◆ DATASET EXTRACT:
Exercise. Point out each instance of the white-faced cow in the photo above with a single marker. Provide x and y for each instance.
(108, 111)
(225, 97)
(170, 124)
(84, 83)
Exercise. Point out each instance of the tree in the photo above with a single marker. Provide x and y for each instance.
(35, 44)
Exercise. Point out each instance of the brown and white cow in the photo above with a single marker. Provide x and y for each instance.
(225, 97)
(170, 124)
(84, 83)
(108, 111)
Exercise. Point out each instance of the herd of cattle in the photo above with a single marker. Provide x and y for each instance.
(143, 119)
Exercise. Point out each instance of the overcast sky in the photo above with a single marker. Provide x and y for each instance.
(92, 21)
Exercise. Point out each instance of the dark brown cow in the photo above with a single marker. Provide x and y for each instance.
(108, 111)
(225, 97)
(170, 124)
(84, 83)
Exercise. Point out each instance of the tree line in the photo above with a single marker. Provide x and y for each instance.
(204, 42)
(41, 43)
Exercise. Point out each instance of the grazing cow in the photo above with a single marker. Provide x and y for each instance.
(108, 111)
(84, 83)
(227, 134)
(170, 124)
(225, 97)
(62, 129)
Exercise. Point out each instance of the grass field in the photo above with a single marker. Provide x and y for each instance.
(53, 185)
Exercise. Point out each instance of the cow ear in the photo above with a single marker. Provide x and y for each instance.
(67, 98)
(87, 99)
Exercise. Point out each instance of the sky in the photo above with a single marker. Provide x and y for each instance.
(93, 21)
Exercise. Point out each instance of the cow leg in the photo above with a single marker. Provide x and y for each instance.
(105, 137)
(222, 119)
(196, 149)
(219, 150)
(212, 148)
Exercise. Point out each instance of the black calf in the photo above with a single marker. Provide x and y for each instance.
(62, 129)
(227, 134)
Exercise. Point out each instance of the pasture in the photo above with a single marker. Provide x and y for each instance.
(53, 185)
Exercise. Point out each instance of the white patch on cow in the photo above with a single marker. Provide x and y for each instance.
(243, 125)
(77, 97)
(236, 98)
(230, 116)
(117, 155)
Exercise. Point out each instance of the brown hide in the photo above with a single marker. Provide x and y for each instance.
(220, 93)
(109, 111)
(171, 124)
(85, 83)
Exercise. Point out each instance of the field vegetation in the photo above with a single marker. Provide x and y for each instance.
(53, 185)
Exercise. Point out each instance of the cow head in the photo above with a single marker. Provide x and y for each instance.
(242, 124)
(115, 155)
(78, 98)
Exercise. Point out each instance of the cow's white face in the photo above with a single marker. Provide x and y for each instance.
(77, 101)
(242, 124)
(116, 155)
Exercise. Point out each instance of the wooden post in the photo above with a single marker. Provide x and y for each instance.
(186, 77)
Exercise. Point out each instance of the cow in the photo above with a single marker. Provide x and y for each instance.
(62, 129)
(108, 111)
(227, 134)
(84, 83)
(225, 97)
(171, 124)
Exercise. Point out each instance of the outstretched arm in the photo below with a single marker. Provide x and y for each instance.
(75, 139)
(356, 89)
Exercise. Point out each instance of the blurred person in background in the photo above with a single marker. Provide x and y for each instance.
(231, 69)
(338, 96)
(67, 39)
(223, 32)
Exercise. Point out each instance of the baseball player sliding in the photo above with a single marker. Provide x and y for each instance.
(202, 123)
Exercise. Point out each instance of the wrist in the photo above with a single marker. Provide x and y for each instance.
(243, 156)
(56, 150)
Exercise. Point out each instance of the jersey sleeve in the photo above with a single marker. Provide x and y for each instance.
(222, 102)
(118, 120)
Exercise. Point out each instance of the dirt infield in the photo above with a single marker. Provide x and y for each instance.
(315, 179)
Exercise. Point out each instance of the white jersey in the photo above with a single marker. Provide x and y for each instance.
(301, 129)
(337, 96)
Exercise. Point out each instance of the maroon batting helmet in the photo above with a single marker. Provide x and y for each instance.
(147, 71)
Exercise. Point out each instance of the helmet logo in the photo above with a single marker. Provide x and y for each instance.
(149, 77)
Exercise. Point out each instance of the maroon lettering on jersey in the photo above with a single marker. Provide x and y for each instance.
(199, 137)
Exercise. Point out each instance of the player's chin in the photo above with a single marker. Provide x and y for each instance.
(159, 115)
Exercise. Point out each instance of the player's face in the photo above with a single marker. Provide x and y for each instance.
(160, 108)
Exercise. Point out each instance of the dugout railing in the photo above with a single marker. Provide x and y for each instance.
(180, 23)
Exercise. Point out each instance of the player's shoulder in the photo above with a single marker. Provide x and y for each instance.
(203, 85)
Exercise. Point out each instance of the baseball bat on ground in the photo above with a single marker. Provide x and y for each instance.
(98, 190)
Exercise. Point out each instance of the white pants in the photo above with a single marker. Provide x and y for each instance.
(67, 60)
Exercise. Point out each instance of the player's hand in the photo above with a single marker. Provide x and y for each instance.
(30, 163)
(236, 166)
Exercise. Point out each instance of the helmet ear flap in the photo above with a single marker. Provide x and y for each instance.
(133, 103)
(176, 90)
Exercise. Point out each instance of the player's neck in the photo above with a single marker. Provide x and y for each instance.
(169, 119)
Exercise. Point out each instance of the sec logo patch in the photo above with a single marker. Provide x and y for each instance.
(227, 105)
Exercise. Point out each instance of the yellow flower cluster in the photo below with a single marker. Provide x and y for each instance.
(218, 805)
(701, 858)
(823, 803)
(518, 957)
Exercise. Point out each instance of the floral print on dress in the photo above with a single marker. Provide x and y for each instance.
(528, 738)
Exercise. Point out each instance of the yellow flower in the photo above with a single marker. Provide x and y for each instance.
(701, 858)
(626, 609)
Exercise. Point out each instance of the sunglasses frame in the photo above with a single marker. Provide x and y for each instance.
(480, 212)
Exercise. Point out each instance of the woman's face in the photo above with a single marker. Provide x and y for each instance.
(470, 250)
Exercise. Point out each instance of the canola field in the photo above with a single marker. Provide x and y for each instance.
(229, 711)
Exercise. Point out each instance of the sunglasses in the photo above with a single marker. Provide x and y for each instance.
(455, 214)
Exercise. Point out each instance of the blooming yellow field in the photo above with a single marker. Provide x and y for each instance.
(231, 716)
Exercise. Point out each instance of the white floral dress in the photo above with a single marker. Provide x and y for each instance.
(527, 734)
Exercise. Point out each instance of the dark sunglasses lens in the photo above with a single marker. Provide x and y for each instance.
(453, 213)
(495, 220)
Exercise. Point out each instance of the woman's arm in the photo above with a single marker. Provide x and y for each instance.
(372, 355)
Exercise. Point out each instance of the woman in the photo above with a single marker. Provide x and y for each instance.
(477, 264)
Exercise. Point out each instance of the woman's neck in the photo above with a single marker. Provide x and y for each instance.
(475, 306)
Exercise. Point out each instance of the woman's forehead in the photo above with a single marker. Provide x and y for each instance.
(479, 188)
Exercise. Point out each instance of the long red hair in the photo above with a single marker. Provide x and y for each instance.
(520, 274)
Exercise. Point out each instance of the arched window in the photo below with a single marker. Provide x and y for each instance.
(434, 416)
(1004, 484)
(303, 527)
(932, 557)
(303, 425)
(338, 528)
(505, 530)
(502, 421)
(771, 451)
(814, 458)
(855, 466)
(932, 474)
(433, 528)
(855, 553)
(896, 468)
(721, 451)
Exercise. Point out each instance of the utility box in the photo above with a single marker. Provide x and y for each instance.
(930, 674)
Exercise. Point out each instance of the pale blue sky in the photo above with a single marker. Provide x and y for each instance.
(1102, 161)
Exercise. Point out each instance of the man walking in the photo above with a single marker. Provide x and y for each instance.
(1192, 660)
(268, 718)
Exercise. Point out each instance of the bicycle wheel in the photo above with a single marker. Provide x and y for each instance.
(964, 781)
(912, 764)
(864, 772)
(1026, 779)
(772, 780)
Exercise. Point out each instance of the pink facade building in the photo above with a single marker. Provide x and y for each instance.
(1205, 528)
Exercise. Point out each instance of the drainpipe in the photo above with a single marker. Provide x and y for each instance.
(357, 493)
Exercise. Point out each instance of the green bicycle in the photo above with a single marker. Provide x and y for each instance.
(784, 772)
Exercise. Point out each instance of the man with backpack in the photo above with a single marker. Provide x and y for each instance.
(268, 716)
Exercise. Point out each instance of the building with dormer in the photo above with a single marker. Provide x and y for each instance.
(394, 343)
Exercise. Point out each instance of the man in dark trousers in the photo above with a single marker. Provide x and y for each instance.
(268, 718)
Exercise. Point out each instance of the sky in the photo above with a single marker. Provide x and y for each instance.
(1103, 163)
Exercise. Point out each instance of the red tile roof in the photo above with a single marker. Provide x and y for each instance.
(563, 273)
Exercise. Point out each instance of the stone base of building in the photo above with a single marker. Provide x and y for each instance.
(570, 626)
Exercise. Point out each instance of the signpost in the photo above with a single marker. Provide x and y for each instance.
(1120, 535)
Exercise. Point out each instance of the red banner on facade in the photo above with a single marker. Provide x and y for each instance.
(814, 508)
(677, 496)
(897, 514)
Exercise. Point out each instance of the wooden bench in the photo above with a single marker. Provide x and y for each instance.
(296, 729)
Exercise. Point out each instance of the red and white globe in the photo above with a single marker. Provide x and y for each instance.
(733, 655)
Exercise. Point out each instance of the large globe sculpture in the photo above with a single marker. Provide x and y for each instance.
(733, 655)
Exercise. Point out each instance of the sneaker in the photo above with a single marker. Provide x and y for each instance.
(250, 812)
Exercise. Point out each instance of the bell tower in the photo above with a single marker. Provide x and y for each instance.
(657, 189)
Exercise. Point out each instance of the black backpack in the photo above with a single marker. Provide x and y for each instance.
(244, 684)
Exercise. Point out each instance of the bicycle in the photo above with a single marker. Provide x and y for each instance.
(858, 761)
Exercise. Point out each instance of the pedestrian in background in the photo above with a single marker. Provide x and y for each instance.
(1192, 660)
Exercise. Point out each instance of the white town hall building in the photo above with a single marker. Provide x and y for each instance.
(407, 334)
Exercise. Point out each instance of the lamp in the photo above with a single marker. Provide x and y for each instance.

◆ STATED EXERCISE:
The lines to quote run from the one containing "Exercise. Point out each instance of the large" through the final line of the material above; please give them exactly, both ends included, and nothing else.

◆ TASK RESPONSE:
Exercise. Point out each instance of the large globe sculpture in the photo above with a single marker. Provide x and y for each instance.
(733, 655)
Exercise. Point out each instance of the sneaker in the photo above with a single marker. Provide x and y for each instance.
(250, 812)
Exercise. Point out each instance of the bell tower in the photo above with a single marker. Provide x and y for each instance.
(657, 189)
Exercise. Point out each instance of the black backpack in the photo above with a single marker. Provide x and y for each instance.
(244, 684)
Exercise. Point out each instance of the bicycle in the photo above with a single marker. Provide x and y for each instance.
(858, 761)
Exercise. Point out each instance of the pedestrian in background in the photo above with a single marker. Provide x and y for each instance.
(1192, 660)
Exercise. Point out each instance of the white town hall building in the photo above with a single marker. Provide x and y for each instance.
(407, 334)
Exercise. Point out each instance of the lamp in the photo above with a single marker. Provide x and y for each instance.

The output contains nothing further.